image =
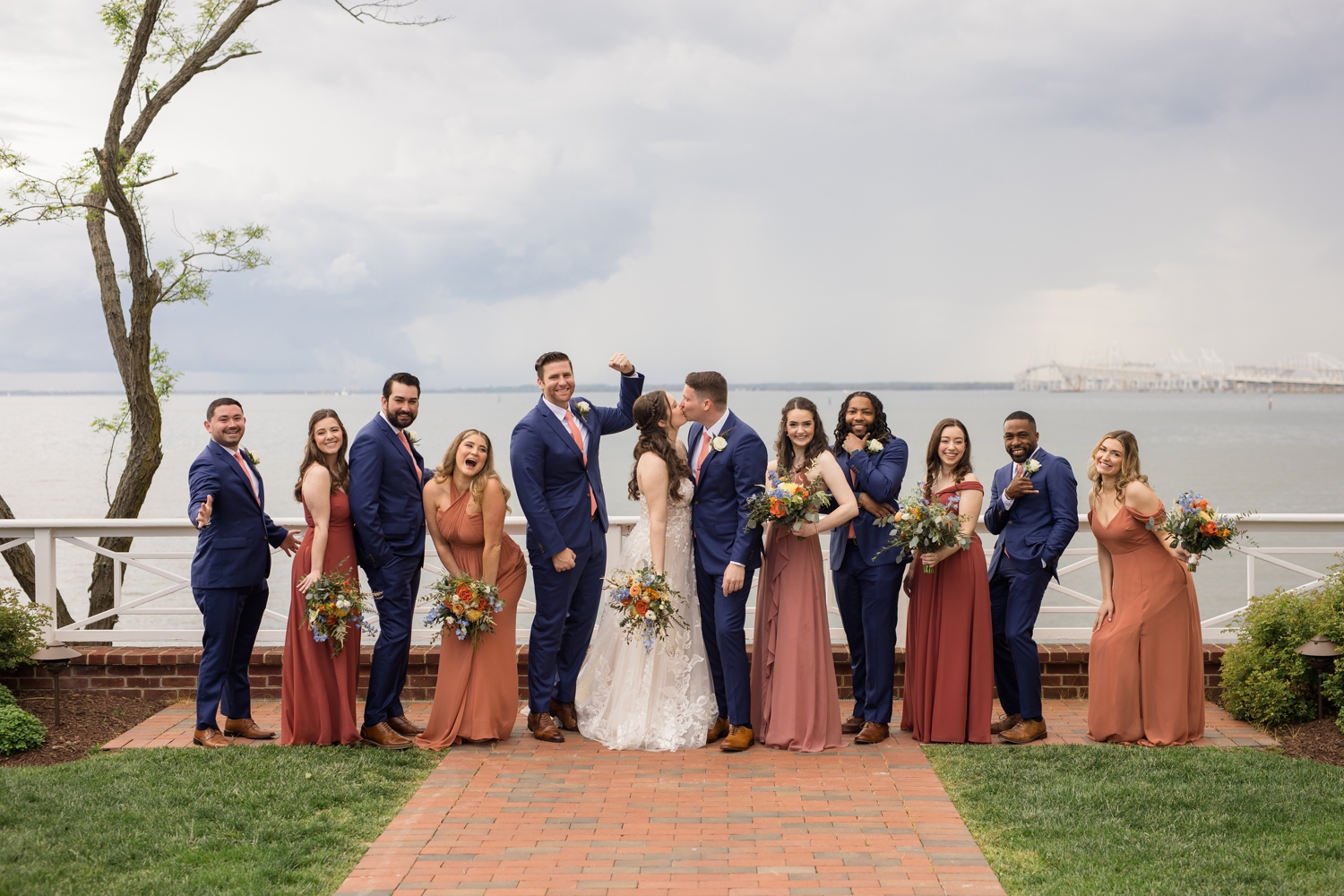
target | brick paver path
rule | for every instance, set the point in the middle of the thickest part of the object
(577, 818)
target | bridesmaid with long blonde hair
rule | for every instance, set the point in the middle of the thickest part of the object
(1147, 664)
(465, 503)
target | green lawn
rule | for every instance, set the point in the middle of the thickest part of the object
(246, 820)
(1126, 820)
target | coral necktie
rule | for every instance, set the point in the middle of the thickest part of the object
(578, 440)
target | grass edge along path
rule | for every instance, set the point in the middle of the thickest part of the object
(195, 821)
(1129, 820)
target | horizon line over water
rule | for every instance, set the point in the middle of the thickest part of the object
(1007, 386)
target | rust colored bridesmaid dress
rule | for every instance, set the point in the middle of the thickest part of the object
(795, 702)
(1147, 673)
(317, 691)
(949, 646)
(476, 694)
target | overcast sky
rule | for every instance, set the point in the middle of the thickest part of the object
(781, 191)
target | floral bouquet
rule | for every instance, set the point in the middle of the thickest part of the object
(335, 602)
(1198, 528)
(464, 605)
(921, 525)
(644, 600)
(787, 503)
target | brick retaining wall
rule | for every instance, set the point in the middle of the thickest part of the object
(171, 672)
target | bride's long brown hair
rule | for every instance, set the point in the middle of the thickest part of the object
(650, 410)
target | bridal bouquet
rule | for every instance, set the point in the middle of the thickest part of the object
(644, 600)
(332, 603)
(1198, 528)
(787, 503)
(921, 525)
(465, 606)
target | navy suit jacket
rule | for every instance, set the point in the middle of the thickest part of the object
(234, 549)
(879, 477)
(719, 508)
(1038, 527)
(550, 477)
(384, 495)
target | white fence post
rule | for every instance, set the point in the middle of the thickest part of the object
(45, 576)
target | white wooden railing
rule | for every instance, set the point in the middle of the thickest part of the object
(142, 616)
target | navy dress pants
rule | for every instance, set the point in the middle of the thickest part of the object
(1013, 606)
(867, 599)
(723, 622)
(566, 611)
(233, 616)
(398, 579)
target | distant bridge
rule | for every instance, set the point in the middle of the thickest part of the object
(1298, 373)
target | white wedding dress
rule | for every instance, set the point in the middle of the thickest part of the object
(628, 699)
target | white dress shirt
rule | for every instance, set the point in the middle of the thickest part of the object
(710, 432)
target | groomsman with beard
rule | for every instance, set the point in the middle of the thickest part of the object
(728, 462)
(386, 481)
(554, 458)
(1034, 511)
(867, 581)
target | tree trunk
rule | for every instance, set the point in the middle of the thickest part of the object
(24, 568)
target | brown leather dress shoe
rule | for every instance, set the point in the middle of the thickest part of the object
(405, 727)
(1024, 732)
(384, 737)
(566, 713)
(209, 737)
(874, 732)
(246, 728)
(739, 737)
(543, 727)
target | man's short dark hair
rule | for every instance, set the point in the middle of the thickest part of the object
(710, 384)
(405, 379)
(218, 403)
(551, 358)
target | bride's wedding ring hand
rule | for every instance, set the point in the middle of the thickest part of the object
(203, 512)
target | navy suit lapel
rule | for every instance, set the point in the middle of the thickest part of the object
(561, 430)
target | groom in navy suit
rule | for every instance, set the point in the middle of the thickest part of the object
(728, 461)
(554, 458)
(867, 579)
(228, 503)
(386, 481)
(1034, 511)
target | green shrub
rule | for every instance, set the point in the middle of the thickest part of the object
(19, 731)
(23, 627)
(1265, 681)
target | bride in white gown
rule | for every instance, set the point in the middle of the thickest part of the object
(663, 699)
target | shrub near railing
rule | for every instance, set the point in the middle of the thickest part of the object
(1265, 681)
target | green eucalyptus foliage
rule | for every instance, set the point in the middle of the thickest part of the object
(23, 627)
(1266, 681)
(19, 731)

---

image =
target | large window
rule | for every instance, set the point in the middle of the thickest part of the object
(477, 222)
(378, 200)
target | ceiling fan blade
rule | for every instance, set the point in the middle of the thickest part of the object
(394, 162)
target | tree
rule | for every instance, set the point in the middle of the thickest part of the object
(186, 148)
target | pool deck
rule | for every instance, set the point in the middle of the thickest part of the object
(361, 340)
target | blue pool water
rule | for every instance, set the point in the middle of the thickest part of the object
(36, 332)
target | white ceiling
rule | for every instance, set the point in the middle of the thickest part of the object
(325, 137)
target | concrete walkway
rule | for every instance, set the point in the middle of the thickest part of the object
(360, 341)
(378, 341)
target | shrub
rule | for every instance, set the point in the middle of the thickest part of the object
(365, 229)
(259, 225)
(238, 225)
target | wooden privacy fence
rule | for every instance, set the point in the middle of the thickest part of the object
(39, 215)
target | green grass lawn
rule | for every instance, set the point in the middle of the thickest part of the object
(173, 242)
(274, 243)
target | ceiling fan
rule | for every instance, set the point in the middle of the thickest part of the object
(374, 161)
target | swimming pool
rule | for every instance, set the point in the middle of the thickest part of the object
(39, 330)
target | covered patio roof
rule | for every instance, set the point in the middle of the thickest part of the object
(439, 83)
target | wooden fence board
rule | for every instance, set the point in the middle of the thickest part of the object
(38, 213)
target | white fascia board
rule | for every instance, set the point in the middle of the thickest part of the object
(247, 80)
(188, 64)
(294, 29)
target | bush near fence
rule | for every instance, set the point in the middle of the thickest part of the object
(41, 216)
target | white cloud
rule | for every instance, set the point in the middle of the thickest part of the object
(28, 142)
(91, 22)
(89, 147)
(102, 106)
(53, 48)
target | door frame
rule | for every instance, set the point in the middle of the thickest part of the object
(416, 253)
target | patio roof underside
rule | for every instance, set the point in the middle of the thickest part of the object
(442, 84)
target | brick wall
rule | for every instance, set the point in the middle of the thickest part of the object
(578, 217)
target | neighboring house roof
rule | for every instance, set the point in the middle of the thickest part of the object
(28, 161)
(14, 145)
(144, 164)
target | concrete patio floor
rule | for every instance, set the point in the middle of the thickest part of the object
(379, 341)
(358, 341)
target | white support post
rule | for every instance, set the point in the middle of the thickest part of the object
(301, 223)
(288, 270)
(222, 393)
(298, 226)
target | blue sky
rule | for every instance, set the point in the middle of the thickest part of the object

◆ Stated exercise
Please identify each line in the material above that contains the word "bridesmaid" and copy those lines.

◆ Task result
target | bridesmaid with long blonde hair
target | rust colored bridesmaid dress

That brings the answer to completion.